:: Given passage ::

How-tos¶
This document assumes a basic familiarity with:
- HTTP protocol and web concepts
- Object storage concepts
- Command-line environments and the
curl
utility
See the REST API documentation for a complete overview of the supported resources and operations with detailed HTTP protocol information.
Background¶
Hatrac provides a client-controlled namespace hierarchy with client-named objects containing arbitrary data content. In short, a Hatrac namespace is similar to a directory in a traditional filesystem, while a Hatrac object is similar to a file.
However, a single Hatrac object name may have multiple content versions. Each version is given a unique, psuedo-random version identifier when it is created. Any particular object version is immutable and can only ever be seen with the same content that was provided atomically when it was created. The bare object name implicitly references the latest available version, while version-qualified names reference the particular version no matter what other updates are performed on the object.
Examples¶
In the following examples, let’s assume that Hatrac is deployed with a
webauthn2 configuration that uses local database
providers. Furthermore, assume that a test user test-user-1
is
defined and has been assigned an attribute my-admin-group
. For this
deployment, assume the hostname server.example.org
is hosting the
service stack.
Deploying¶
This command initializes the deployment so that users with the
my-admin-group
attribute are granted full privileges on the root
namespace:
hatrac-deploy "my-admin-group"

:::

Stated goal 1:
Filter the listing below and copy every line that contains the word "conifer". Case counts.

:: Stored rows ::

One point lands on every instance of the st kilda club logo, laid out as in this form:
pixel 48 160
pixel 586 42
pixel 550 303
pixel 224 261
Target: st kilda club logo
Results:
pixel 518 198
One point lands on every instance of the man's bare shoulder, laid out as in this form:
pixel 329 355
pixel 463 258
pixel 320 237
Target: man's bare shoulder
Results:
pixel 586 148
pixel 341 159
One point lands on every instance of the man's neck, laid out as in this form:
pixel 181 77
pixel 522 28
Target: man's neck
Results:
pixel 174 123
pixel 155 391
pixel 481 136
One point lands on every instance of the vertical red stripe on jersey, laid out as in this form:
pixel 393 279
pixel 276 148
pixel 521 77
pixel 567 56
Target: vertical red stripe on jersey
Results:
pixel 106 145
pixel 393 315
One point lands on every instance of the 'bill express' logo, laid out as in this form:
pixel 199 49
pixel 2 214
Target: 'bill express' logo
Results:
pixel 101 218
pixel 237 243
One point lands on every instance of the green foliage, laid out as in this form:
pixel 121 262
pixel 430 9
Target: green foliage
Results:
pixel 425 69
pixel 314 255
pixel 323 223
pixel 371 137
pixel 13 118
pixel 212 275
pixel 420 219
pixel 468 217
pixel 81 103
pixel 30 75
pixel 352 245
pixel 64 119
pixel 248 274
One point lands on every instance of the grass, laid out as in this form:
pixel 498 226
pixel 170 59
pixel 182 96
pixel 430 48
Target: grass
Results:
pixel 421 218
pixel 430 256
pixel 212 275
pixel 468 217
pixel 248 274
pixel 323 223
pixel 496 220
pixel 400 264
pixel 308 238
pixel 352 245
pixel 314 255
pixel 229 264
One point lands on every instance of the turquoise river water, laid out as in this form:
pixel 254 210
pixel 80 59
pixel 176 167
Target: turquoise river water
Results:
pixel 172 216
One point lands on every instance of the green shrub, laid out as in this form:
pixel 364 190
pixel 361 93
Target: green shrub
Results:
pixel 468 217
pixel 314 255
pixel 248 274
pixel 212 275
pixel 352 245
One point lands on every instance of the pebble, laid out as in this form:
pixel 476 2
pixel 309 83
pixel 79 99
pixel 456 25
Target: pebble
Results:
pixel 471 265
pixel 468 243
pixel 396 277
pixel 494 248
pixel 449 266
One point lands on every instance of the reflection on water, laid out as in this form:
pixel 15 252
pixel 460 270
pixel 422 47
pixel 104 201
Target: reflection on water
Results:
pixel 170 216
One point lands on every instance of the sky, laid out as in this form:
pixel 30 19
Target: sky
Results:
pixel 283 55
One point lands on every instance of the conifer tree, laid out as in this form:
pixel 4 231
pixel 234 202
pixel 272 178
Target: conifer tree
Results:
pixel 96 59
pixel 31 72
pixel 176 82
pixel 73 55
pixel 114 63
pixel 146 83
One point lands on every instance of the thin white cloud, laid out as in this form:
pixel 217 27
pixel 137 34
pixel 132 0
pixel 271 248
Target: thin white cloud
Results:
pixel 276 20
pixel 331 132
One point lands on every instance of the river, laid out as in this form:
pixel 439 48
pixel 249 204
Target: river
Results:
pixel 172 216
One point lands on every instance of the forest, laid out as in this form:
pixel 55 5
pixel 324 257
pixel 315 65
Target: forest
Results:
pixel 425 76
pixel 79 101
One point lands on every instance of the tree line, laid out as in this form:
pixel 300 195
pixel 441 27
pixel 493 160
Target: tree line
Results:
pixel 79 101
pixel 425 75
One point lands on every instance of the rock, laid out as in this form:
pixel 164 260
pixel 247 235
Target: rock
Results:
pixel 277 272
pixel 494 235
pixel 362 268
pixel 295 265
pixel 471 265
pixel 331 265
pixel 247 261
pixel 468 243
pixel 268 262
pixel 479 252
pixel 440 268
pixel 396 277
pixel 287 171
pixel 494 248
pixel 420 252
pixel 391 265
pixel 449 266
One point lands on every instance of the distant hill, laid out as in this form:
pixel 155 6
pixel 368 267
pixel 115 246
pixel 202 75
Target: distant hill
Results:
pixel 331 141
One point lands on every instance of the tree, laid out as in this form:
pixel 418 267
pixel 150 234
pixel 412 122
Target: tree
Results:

:::

Stated goal 2:
From the Hatrac how-to text above, give the part starting with "However, a single" and going on through "on the object." again, switching "immutable" to "read-only".

Written response 1:
One point lands on every instance of the conifer tree, laid out as in this form:
Target: conifer tree

Written response 2:
However, a single Hatrac object name may have multiple content versions. Each version is given a unique, psuedo-random version identifier when it is created. Any particular object version is read-only and can only ever be seen with the same content that was provided atomically when it was created. The bare object name implicitly references the latest available version, while version-qualified names reference the particular version no matter what other updates are performed on the object.